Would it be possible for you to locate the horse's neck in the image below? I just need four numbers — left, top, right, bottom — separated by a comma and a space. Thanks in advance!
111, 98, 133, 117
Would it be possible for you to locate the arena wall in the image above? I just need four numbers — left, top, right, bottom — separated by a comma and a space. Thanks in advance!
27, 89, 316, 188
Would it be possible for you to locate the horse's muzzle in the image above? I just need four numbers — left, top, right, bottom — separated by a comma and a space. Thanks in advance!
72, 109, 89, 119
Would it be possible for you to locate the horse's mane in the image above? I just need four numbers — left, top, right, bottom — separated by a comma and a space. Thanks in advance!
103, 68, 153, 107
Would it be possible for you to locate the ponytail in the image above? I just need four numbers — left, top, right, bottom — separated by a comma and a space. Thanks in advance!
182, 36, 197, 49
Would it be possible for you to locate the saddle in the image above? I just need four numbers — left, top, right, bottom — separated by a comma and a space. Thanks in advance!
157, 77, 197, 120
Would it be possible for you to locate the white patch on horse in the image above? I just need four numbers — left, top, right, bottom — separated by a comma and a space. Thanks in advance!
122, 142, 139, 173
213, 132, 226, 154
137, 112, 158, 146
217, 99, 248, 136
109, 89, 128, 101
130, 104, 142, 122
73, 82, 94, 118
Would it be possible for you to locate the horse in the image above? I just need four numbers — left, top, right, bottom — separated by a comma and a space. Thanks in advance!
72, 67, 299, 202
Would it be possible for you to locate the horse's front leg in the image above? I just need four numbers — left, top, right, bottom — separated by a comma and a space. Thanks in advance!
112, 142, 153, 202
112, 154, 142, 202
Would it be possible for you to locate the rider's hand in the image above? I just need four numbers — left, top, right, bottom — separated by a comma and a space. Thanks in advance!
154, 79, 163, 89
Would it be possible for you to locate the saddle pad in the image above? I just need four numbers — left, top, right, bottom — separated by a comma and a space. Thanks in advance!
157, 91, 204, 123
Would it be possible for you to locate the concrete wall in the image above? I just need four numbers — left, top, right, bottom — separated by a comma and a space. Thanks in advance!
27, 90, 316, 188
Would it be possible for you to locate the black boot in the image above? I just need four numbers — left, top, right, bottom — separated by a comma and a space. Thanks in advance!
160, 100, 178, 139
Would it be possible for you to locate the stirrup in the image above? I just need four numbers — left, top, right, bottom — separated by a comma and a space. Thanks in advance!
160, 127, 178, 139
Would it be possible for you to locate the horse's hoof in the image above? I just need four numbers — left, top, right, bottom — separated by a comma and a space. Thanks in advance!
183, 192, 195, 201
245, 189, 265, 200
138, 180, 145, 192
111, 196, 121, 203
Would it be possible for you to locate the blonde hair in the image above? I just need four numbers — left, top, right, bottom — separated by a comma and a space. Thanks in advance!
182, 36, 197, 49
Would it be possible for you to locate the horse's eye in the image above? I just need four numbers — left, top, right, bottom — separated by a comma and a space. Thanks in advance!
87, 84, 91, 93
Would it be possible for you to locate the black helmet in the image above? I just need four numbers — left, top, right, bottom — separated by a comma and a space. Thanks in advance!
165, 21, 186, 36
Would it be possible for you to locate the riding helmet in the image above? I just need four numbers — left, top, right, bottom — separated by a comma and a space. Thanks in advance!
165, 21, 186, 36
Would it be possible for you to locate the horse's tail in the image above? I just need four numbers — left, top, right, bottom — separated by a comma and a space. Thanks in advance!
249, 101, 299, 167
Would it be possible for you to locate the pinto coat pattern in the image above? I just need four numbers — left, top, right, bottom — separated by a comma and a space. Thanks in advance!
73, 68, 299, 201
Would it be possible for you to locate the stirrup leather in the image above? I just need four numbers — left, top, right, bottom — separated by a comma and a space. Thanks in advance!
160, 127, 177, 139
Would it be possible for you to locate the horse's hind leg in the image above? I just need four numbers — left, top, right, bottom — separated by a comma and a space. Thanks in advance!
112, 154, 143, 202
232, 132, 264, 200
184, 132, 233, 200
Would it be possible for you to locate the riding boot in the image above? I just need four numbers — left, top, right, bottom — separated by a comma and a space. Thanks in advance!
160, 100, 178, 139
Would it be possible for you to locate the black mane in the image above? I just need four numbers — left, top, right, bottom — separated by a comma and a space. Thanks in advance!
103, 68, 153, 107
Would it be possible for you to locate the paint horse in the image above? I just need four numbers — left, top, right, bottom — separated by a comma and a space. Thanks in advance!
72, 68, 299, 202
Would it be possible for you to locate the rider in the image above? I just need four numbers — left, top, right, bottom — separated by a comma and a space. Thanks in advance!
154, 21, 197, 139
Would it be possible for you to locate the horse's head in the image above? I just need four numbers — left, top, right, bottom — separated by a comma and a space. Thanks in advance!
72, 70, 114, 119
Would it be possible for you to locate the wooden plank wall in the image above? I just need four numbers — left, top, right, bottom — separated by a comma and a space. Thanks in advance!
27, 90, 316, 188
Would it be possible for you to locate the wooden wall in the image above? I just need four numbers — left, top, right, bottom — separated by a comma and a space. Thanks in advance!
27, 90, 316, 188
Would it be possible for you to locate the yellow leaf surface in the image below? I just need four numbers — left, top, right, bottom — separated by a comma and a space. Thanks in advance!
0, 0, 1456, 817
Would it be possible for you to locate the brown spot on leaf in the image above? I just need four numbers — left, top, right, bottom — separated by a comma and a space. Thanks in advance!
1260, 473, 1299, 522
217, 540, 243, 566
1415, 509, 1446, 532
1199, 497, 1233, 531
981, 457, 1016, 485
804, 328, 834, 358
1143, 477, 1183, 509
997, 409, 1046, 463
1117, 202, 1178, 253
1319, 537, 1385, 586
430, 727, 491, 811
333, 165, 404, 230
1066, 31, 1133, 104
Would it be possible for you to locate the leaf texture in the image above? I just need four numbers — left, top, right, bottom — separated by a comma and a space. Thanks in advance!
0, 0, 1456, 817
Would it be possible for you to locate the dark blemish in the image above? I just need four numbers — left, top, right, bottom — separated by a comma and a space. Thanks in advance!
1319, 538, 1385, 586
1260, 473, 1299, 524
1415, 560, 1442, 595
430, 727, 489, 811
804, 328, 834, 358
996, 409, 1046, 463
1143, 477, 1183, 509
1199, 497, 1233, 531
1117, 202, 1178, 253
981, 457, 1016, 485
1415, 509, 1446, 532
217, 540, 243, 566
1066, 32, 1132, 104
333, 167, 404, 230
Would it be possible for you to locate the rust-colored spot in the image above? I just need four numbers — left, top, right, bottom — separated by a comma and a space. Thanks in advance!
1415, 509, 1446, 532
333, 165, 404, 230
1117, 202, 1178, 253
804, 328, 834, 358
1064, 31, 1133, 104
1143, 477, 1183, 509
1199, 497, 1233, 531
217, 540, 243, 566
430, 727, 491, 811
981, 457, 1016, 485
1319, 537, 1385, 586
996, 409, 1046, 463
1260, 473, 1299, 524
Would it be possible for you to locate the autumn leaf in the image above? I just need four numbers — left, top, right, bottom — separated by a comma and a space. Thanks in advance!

+ + + + +

WHAT THE TASK REQUIRES -
Please lay out every line of the data above as a Markdown table with two columns, Row and Line: number each row in Row, put the line's text in Line, and leave out blank lines.

ANSWER TO THIS PROBLEM -
| Row | Line |
|---|---|
| 1 | Would it be possible for you to locate the horse's neck in the image below? I just need four numbers — left, top, right, bottom — separated by a comma and a space. Thanks in advance! |
| 2 | 111, 98, 133, 117 |
| 3 | Would it be possible for you to locate the arena wall in the image above? I just need four numbers — left, top, right, bottom — separated by a comma and a space. Thanks in advance! |
| 4 | 27, 89, 316, 188 |
| 5 | Would it be possible for you to locate the horse's muzzle in the image above? I just need four numbers — left, top, right, bottom — separated by a comma and a space. Thanks in advance! |
| 6 | 72, 109, 89, 119 |
| 7 | Would it be possible for you to locate the horse's mane in the image above? I just need four numbers — left, top, right, bottom — separated by a comma and a space. Thanks in advance! |
| 8 | 103, 68, 153, 107 |
| 9 | Would it be possible for you to locate the ponytail in the image above? I just need four numbers — left, top, right, bottom — separated by a comma and a space. Thanks in advance! |
| 10 | 182, 36, 197, 49 |
| 11 | Would it be possible for you to locate the saddle in the image above? I just need four numbers — left, top, right, bottom — separated by a comma and a space. Thanks in advance! |
| 12 | 157, 77, 197, 120 |
| 13 | Would it be possible for you to locate the white patch on horse in the image above? I just need four numbers — left, top, right, bottom — separated by a comma and a space. Thanks in advance! |
| 14 | 122, 142, 139, 173 |
| 15 | 213, 132, 226, 154 |
| 16 | 137, 112, 158, 146 |
| 17 | 217, 99, 248, 136 |
| 18 | 109, 89, 128, 101 |
| 19 | 130, 104, 142, 122 |
| 20 | 73, 82, 94, 118 |
| 21 | Would it be possible for you to locate the horse in the image above? I just need four numbers — left, top, right, bottom — separated by a comma and a space. Thanks in advance! |
| 22 | 72, 67, 299, 202 |
| 23 | Would it be possible for you to locate the horse's front leg in the image above? I just need four numbers — left, top, right, bottom — separated by a comma and a space. Thanks in advance! |
| 24 | 112, 142, 153, 202 |
| 25 | 112, 154, 142, 202 |
| 26 | Would it be possible for you to locate the rider's hand in the image above? I just need four numbers — left, top, right, bottom — separated by a comma and a space. Thanks in advance! |
| 27 | 154, 79, 163, 89 |
| 28 | Would it be possible for you to locate the saddle pad in the image above? I just need four numbers — left, top, right, bottom — separated by a comma and a space. Thanks in advance! |
| 29 | 157, 91, 204, 123 |
| 30 | Would it be possible for you to locate the concrete wall in the image above? I just need four numbers — left, top, right, bottom — separated by a comma and a space. Thanks in advance! |
| 31 | 27, 90, 316, 188 |
| 32 | Would it be possible for you to locate the black boot in the image above? I just need four numbers — left, top, right, bottom — separated by a comma and a space. Thanks in advance! |
| 33 | 160, 100, 178, 139 |
| 34 | Would it be possible for you to locate the stirrup in the image above? I just need four numbers — left, top, right, bottom — separated by a comma and a space. Thanks in advance! |
| 35 | 160, 127, 178, 139 |
| 36 | Would it be possible for you to locate the horse's hoof in the image above? I just need four numbers — left, top, right, bottom — separated by a comma and a space. Thanks in advance! |
| 37 | 183, 192, 195, 201 |
| 38 | 245, 189, 265, 200 |
| 39 | 138, 180, 145, 192 |
| 40 | 111, 196, 121, 203 |
| 41 | Would it be possible for you to locate the blonde hair in the image above? I just need four numbers — left, top, right, bottom — separated by a comma and a space. Thanks in advance! |
| 42 | 182, 36, 197, 49 |
| 43 | Would it be possible for you to locate the horse's eye in the image above? I just need four numbers — left, top, right, bottom — separated by a comma and a space. Thanks in advance! |
| 44 | 87, 84, 91, 93 |
| 45 | Would it be possible for you to locate the black helmet in the image above? I just need four numbers — left, top, right, bottom — separated by a comma and a space. Thanks in advance! |
| 46 | 165, 21, 186, 36 |
| 47 | Would it be possible for you to locate the riding helmet in the image above? I just need four numbers — left, top, right, bottom — separated by a comma and a space. Thanks in advance! |
| 48 | 165, 21, 186, 36 |
| 49 | Would it be possible for you to locate the horse's tail in the image above? I just need four numbers — left, top, right, bottom — separated by a comma and a space. Thanks in advance! |
| 50 | 249, 101, 299, 167 |
| 51 | Would it be possible for you to locate the pinto coat pattern in the image above? I just need four numbers — left, top, right, bottom — separated by a comma and a space. Thanks in advance! |
| 52 | 73, 68, 299, 201 |
| 53 | Would it be possible for you to locate the stirrup leather in the image above? I just need four numbers — left, top, right, bottom — separated by a comma and a space. Thanks in advance! |
| 54 | 160, 127, 177, 139 |
| 55 | Would it be possible for you to locate the horse's hind leg in the image above? I just need four numbers — left, top, right, bottom — separated by a comma and a space. Thanks in advance! |
| 56 | 112, 154, 143, 202 |
| 57 | 232, 132, 264, 200 |
| 58 | 184, 132, 233, 200 |
| 59 | Would it be possible for you to locate the riding boot in the image above? I just need four numbers — left, top, right, bottom — separated by a comma and a space. Thanks in advance! |
| 60 | 160, 100, 178, 139 |
| 61 | Would it be possible for you to locate the black mane in the image above? I just need four numbers — left, top, right, bottom — separated by a comma and a space. Thanks in advance! |
| 62 | 103, 68, 153, 107 |
| 63 | Would it be possible for you to locate the paint horse in the image above? I just need four numbers — left, top, right, bottom — separated by a comma and a space. Thanks in advance! |
| 64 | 72, 68, 299, 202 |
| 65 | Would it be possible for you to locate the rider in the image above? I just need four numbers — left, top, right, bottom — separated by a comma and a space. Thanks in advance! |
| 66 | 154, 21, 197, 139 |
| 67 | Would it be possible for you to locate the horse's head in the image above? I just need four numbers — left, top, right, bottom — separated by a comma and a space. Thanks in advance! |
| 68 | 72, 70, 114, 119 |
| 69 | Would it be possible for you to locate the wooden plank wall in the image above? I just need four numbers — left, top, right, bottom — separated by a comma and a space. Thanks in advance! |
| 70 | 27, 90, 316, 188 |
| 71 | Would it be possible for you to locate the wooden wall in the image above? I just need four numbers — left, top, right, bottom — separated by a comma and a space. Thanks in advance! |
| 72 | 27, 90, 316, 188 |
| 73 | Would it be possible for you to locate the yellow leaf surface in the image below? I just need four numbers — left, top, right, bottom — separated by a comma and a space. Thanks in advance! |
| 74 | 0, 0, 1456, 817 |
| 75 | Would it be possible for you to locate the brown spot on leaf in the image above? I just need four numbers — left, top, right, bottom — separated by a comma and a space. Thanks in advance! |
| 76 | 1260, 473, 1299, 522 |
| 77 | 217, 540, 243, 566 |
| 78 | 1415, 509, 1446, 532 |
| 79 | 1199, 497, 1233, 531 |
| 80 | 981, 457, 1016, 485 |
| 81 | 804, 328, 834, 358 |
| 82 | 1143, 477, 1183, 509 |
| 83 | 997, 409, 1046, 463 |
| 84 | 1117, 202, 1178, 253 |
| 85 | 1319, 537, 1385, 586 |
| 86 | 430, 727, 491, 811 |
| 87 | 333, 165, 404, 230 |
| 88 | 1066, 31, 1133, 104 |
| 89 | Would it be possible for you to locate the leaf texture in the image above? I just need four numbers — left, top, right, bottom — separated by a comma and a space. Thanks in advance! |
| 90 | 0, 0, 1456, 817 |
| 91 | Would it be possible for you to locate the dark blemish in the image above? I just need four numbers — left, top, right, bottom — separated by a comma and a space. Thanks in advance! |
| 92 | 1319, 538, 1385, 586 |
| 93 | 1260, 473, 1299, 524 |
| 94 | 1415, 560, 1442, 595 |
| 95 | 430, 727, 489, 811 |
| 96 | 804, 328, 834, 358 |
| 97 | 996, 409, 1046, 463 |
| 98 | 1143, 477, 1183, 509 |
| 99 | 1199, 497, 1233, 531 |
| 100 | 1117, 202, 1178, 253 |
| 101 | 981, 457, 1016, 485 |
| 102 | 1415, 509, 1446, 532 |
| 103 | 217, 540, 243, 566 |
| 104 | 1066, 32, 1132, 104 |
| 105 | 333, 167, 404, 230 |
| 106 | Would it be possible for you to locate the rust-colored spot in the image above? I just need four numbers — left, top, right, bottom — separated by a comma and a space. Thanks in advance! |
| 107 | 1415, 509, 1446, 532 |
| 108 | 333, 165, 404, 230 |
| 109 | 1117, 202, 1178, 253 |
| 110 | 804, 328, 834, 358 |
| 111 | 1064, 31, 1133, 104 |
| 112 | 1143, 477, 1183, 509 |
| 113 | 1199, 497, 1233, 531 |
| 114 | 217, 540, 243, 566 |
| 115 | 430, 727, 491, 811 |
| 116 | 981, 457, 1016, 485 |
| 117 | 1319, 537, 1385, 586 |
| 118 | 996, 409, 1046, 463 |
| 119 | 1260, 473, 1299, 524 |
| 120 | Would it be possible for you to locate the autumn leaf in the image above? I just need four numbers — left, top, right, bottom — separated by a comma and a space. Thanks in advance! |